Document excerpt

G6PD Deficiency Overview G6PD deficiency is the most common human enzyme deficiency worldwide and is inherited in an X-linked pattern, affecting males more frequently. The condition impairs the ability of red blood cells to defend themselves against oxidative stress, resulting in low haemoglobin oranemia. All bodily cells have the G6PD enzyme. It acts as a housekeeper to shield cells from damage done by reactive oxygen species (ROS). Being oxygen carriers, erythrocytes are particularly vulnerable because, unlike other cells, they cannot regenerate new enzyme once mature.[1] In G6PD deficiency, oxidative stress, triggered by infections, certain drugs (such as antimalarials, sulfonamides, and some antibiotics), or fava bean ingestion (favism), can lead to premature destruction of red blood cells, resulting in hemolytic anemia. Symptoms may include fatigue, jaundice, dark urine, and in newborns, severe jaundice.
How common is it?: G6PD Deficiency Overview
The disease is quite common, affecting approximately 400 million people worldwide.[2] Compared to the rest of the world, the condition is more prevalent in some areas of Africa, the Middle East and the Mediterranean. Interestingly, a majority of people remain asymptomatic. They often are unaware of the disease until they experience an episode of hemolysis following a trigger. However, later on, they can still live a normal life once they know what to avoid.
Causes of G6PD Deficiency
G6PD deficiency is an X-linked recessive disorder. It means the locus, i.e., home of the gene that codes for G6PD, is on the X chromosome. As males, are XY, they only get one copy of the X chromosome, which is from their mothers. In contrast, females are XX and get one copy from both their mother and father. That’s why, for the disease to manifest in females, it is possible only if they inherit both defective copies, which is very rare. Hence, males are usually the ones with the disease. However, due to X-chromosome inactivation (Lyonization), some heterozygous females may also show symptoms ranging from mild to significant hemolysis. Females with one defective gene often act as carriers and can pass the condition to their children.

Raw data

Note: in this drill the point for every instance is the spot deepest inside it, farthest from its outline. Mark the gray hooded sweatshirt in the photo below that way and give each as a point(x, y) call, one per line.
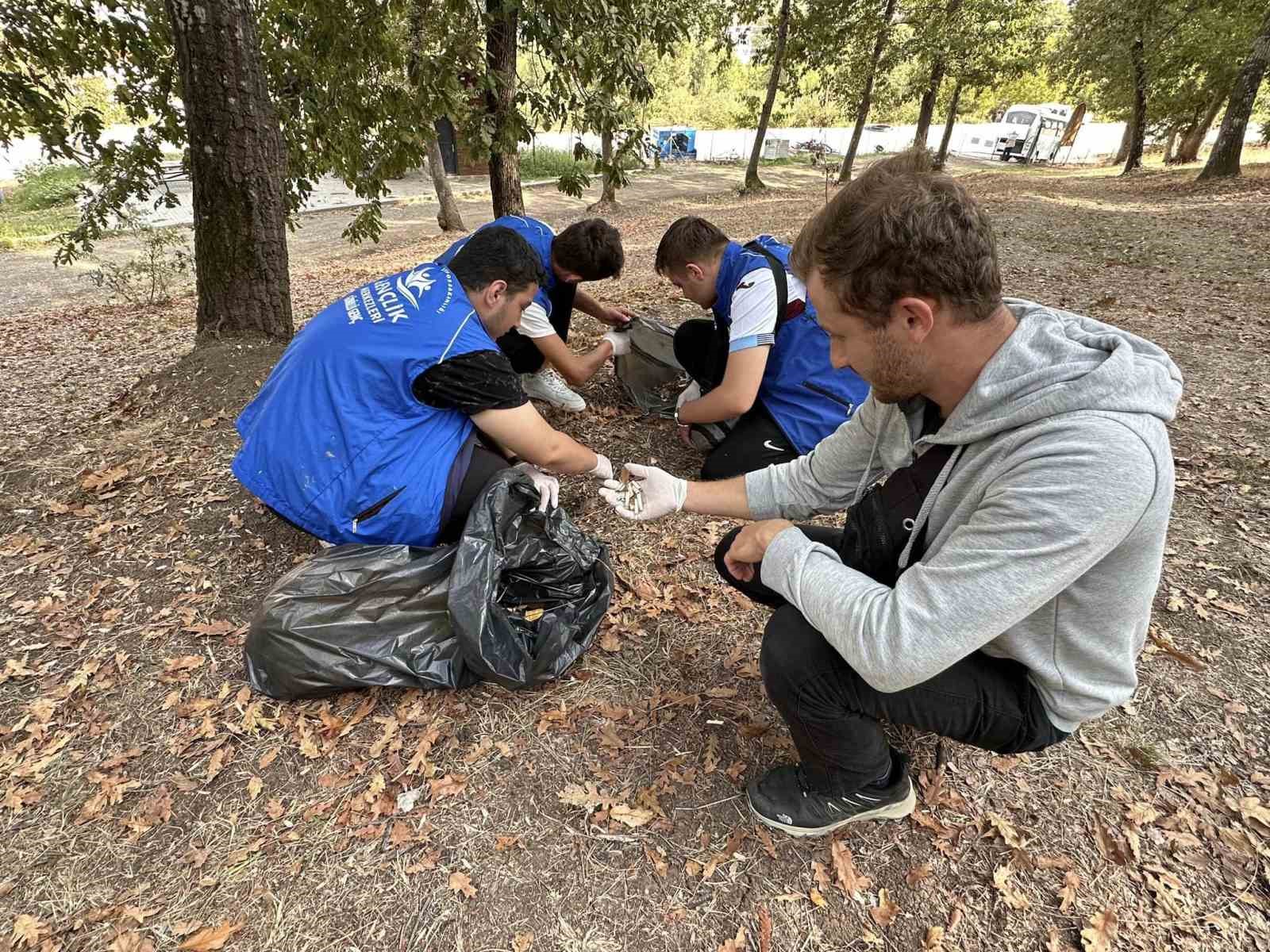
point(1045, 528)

* * *

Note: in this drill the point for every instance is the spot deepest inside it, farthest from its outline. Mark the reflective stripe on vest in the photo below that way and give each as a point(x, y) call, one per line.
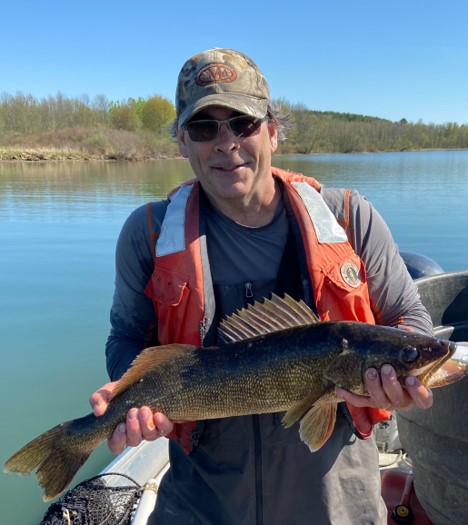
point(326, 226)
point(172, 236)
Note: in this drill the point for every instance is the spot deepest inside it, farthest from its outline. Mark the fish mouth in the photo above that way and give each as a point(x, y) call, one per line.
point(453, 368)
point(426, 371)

Task to complete
Sum up the G6PD deficiency overview in two sentences. You won't need the lines for this.

Reply
G6PD deficiency, the most common human enzyme deficiency worldwide, leaves red blood cells less able to defend against oxidative stress, so triggers such as infections, certain drugs or fava beans can destroy them early and cause hemolytic anemia. It affects about 400 million people, most of whom have no symptoms, and because it is passed down in an X-linked recessive pattern, it shows up mostly in males, while females with one defective gene often act as carriers.